#### [Aim]
Look at the entries below and reproduce them exactly.

#### [Material to process]

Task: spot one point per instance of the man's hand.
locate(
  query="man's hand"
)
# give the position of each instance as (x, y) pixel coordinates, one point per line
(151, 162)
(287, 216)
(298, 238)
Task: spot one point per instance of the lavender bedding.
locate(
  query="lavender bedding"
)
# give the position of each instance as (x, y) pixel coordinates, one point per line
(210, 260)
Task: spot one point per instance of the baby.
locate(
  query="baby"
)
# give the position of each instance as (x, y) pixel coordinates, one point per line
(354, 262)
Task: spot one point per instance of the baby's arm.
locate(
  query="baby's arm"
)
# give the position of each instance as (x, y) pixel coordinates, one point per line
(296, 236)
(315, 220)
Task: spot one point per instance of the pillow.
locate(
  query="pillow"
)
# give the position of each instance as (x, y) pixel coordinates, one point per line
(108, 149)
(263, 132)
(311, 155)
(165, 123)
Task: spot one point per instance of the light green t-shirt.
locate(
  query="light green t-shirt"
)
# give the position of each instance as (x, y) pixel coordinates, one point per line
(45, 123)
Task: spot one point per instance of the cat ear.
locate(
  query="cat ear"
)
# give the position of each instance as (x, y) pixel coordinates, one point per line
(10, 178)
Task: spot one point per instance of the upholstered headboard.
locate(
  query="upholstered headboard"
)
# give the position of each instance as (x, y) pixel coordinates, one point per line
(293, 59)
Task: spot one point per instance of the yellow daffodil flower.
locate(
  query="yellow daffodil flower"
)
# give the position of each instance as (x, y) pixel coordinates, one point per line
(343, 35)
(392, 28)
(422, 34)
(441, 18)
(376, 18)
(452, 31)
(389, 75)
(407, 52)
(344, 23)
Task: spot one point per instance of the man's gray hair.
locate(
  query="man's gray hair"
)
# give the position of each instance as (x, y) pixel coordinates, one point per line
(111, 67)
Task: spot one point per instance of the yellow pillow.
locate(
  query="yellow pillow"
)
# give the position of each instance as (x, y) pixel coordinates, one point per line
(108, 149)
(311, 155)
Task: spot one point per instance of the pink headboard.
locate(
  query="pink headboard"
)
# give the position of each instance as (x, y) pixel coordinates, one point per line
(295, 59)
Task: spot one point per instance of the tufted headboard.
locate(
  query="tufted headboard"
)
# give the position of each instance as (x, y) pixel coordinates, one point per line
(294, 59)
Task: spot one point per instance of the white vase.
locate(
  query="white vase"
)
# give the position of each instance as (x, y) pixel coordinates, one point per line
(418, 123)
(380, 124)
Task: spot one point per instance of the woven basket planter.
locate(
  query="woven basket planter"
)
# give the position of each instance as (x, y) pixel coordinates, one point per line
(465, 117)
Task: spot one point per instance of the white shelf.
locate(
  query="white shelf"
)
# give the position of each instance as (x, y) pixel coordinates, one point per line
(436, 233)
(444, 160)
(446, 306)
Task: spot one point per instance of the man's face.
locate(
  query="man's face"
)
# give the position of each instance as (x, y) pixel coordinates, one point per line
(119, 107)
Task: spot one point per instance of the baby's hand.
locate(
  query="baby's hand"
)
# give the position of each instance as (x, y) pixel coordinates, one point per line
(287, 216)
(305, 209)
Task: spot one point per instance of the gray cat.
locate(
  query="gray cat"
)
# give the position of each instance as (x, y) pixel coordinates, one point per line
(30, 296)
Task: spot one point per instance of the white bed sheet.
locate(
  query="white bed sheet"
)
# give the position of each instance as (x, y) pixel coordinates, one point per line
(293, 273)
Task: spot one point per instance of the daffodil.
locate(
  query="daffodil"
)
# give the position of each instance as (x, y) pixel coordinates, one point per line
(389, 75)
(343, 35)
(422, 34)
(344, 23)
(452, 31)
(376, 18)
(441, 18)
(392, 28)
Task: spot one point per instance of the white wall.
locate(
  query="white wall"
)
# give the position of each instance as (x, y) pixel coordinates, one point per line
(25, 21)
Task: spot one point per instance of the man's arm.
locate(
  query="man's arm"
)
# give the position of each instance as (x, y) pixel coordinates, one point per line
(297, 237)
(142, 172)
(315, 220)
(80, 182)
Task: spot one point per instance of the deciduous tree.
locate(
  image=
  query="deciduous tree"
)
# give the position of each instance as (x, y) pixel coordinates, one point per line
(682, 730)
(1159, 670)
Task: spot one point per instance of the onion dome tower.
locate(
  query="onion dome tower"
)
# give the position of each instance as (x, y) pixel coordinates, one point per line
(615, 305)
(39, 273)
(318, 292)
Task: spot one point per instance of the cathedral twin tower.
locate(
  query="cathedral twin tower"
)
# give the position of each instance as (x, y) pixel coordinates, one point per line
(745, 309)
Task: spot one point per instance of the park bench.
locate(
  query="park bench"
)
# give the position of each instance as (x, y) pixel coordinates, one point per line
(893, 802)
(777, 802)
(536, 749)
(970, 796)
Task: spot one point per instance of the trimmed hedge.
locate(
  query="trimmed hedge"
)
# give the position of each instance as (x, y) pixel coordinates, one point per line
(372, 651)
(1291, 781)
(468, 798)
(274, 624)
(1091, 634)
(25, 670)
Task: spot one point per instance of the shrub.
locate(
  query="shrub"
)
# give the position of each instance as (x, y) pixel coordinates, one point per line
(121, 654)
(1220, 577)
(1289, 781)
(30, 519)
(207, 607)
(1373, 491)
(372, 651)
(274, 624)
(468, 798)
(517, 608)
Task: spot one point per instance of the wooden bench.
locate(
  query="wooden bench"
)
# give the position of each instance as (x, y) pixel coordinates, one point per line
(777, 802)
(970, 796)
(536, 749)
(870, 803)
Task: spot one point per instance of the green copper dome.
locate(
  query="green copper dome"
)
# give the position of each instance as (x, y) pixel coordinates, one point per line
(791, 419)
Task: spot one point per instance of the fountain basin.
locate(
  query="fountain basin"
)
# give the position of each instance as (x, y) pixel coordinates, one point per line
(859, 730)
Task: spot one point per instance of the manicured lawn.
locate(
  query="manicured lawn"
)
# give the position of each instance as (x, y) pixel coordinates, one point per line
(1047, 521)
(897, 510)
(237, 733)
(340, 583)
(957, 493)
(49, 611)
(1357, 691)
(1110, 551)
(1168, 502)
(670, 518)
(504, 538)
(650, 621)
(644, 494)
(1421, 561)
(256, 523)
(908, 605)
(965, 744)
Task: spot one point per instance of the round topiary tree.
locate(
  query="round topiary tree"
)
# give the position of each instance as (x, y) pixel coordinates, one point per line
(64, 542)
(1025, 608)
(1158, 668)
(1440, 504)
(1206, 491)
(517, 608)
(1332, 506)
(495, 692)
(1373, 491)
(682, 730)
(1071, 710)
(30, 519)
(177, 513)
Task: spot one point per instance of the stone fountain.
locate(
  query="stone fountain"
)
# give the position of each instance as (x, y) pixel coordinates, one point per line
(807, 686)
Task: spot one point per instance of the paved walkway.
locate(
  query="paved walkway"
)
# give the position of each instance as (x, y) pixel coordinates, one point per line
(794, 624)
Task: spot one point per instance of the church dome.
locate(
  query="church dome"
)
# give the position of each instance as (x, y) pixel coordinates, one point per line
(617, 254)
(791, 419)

#### [The output]
Task: spot one point per instance of the man's hand.
locate(
  query="man's hand"
)
# give the position of each instance as (x, y) pixel coordinates, one point per line
(151, 162)
(287, 216)
(298, 238)
Task: spot one point per instance of the lavender bedding.
locate(
  query="lavender bedding"
)
# give the position of each instance as (x, y) pixel coordinates, one point per line
(210, 260)
Task: spot one point per instance of the baby.
locate(
  query="baby"
)
# give the position of each instance as (x, y) pixel coordinates, one point per line
(354, 262)
Task: spot one point per instance of the baby's arm.
locate(
  query="baby's arm"
)
# give the position of each instance as (x, y) pixel coordinates, one point per line
(296, 236)
(315, 220)
Task: spot one point per instance of the pillow.
locate(
  query="pillow"
)
# give the position of each instance as (x, y) pixel coordinates, one point per line
(108, 149)
(263, 132)
(311, 155)
(165, 123)
Task: spot one point per instance of the light green t-shirt.
locate(
  query="light green t-shirt"
)
# give the position of each instance as (x, y) pixel coordinates, one point per line
(45, 123)
Task: spot one point per instance of the cat ear.
locate(
  query="cat ear"
)
# give the position of each instance as (x, y) pixel coordinates, one point per line
(10, 178)
Task: spot one point per instance of the upholstered headboard.
locate(
  query="upholstered headboard"
)
# give the position of each instance as (x, y) pixel coordinates, one point per line
(293, 59)
Task: spot one point per instance of the yellow daffodil flower.
locate(
  query="yellow daffodil flower"
)
# give the position of each instance as (x, y) pixel coordinates, one point per line
(343, 35)
(392, 28)
(422, 34)
(441, 18)
(376, 18)
(452, 31)
(389, 75)
(407, 52)
(344, 23)
Task: spot one point per instance of the man's gray hair.
locate(
  query="man's gray hair"
)
# give the position of each instance as (x, y) pixel coordinates, one point per line
(111, 67)
Task: spot one point per instance of the yellow pillow.
locate(
  query="yellow pillow"
)
# give the position of each instance as (x, y) pixel coordinates, one point per line
(108, 149)
(311, 155)
Task: spot one point per instance of the pink headboard.
locate(
  query="pink headboard"
)
# give the position of each instance as (x, y) pixel coordinates, one point per line
(295, 59)
Task: spot one point per instance of the tufted headboard.
locate(
  query="tufted headboard"
)
# give the position of each instance as (x, y) pixel coordinates, one point per line
(294, 59)
Task: spot one point per instance of the white vase.
locate(
  query="white vase"
)
# give the position of each instance as (x, y) pixel coordinates, one point per line
(418, 123)
(380, 124)
Task: spot one point per instance of the woven basket planter.
locate(
  query="woven basket planter"
)
# give the position of each instance as (x, y) pixel coordinates, one point per line
(465, 117)
Task: spot one point per instance of the white shelf.
locate(
  query="white shelf"
)
# give the position of each instance as (x, y) pixel coordinates, one point per line
(436, 233)
(444, 160)
(446, 306)
Task: spot one point per instance of the man's face.
locate(
  query="man's face"
)
# give the position of each instance as (x, y) pixel coordinates, one point per line
(119, 107)
Task: spot one point per instance of the baby's hand.
locate(
  query="baby's hand"
)
# give the position of each instance as (x, y) pixel coordinates, one point per line
(287, 216)
(305, 209)
Task: spot one point per instance of the gray cat.
locate(
  query="gray cat"
)
# give the position of each instance as (x, y) pixel coordinates, one point per line
(30, 296)
Task: spot one point per instance of the white bed sheet.
locate(
  query="white bed sheet"
)
# give the position of each instance as (x, y) pixel coordinates, one point per line
(293, 273)
Task: spot one point per instance of the daffodil.
locate(
  query="daffodil"
)
# give the position of each instance as (x, y) pixel coordinates, one point per line
(389, 75)
(343, 35)
(422, 34)
(344, 23)
(452, 31)
(376, 18)
(441, 18)
(392, 28)
Task: spot one point per instance of the white wall.
locate(
  query="white wall"
)
# give the position of each instance as (x, y) pixel coordinates, one point per line
(25, 21)
Task: spot one point per instance of the man's arm.
locate(
  query="man's arm"
)
# give the position of each instance as (x, y) pixel coordinates, one point per line
(297, 237)
(142, 172)
(315, 220)
(80, 182)
Task: spot one point per instance of the deciduous tree.
locate(
  image=
  query="deciduous tree"
)
# give the position of each instance as (x, y) pixel coordinates, one point per line
(682, 730)
(1159, 670)
Task: spot one point per instance of the onion dome tower.
locate(
  query="onion dome tower"
)
# give the position of each instance as (x, y) pixel coordinates, one point per line
(615, 305)
(39, 273)
(318, 292)
Task: spot one point per instance of the cathedral twin tower.
locate(
  query="cathedral twin tower"
)
# give the position of each instance as (x, y) pixel coordinates, one point per line
(745, 309)
Task: spot one point per instance of the park bench.
locate(
  query="park bench"
)
# give the position of each instance as (x, y) pixel coordinates, one point per line
(893, 802)
(777, 802)
(536, 749)
(970, 796)
Task: spot one point per instance of the trimmed hedge.
locate(
  query="trimmed hedge"
)
# give the position of each instance as (x, y) pixel coordinates, one point per line
(372, 651)
(1291, 781)
(468, 798)
(274, 624)
(1091, 634)
(25, 670)
Task: spot one point per instance of the shrub.
locate(
  query="shrub"
)
# give the position of each instance as (x, y) pixel coordinates, one point per line
(121, 654)
(1220, 577)
(1289, 781)
(30, 519)
(207, 607)
(1373, 491)
(372, 651)
(274, 624)
(468, 798)
(517, 608)
Task: spot one point per instance of the wooden bench.
locate(
  query="wooden bench"
)
# give the position of each instance as (x, y) pixel coordinates, one point per line
(777, 802)
(970, 796)
(536, 749)
(870, 803)
Task: spot one point per instance of the green copper dome.
locate(
  query="green copper dome"
)
# give the position of each instance as (x, y) pixel coordinates, one point per line
(791, 419)
Task: spot one point per instance of the fountain basin.
locate(
  query="fountain basin"
)
# give the position of each instance as (x, y) pixel coordinates, one point per line
(859, 730)
Task: spot one point per instance of the manicured lawn.
locate(
  query="manicured lawn"
)
# give the position of each instance as (x, y) pixel coordinates, one point per line
(1047, 521)
(897, 510)
(237, 733)
(340, 583)
(957, 493)
(49, 611)
(1357, 691)
(1110, 551)
(1168, 502)
(670, 518)
(504, 538)
(650, 621)
(644, 494)
(1421, 561)
(256, 523)
(908, 605)
(965, 744)
Task: spot one point per instance of the round topiary tree.
locate(
  query="round topiary tree"
)
# give the position of each instance as (x, y) pixel coordinates, one point per line
(64, 542)
(1025, 608)
(1158, 668)
(1440, 504)
(1206, 491)
(517, 608)
(1332, 506)
(495, 692)
(1373, 491)
(682, 730)
(1071, 710)
(30, 519)
(177, 513)
Task: spot one point per instance of the stone fountain.
locate(
  query="stone fountain"
)
# give the position of each instance as (x, y) pixel coordinates, one point per line
(807, 686)
Task: spot one point per instance of the paved walkway.
locate(
  query="paved walkway"
)
# give the position of each instance as (x, y) pixel coordinates, one point per line
(794, 624)
Task: spot one point per instance of the church dome.
locate(
  query="church dome"
)
# give the position of each instance as (x, y) pixel coordinates, one point per line
(617, 254)
(791, 419)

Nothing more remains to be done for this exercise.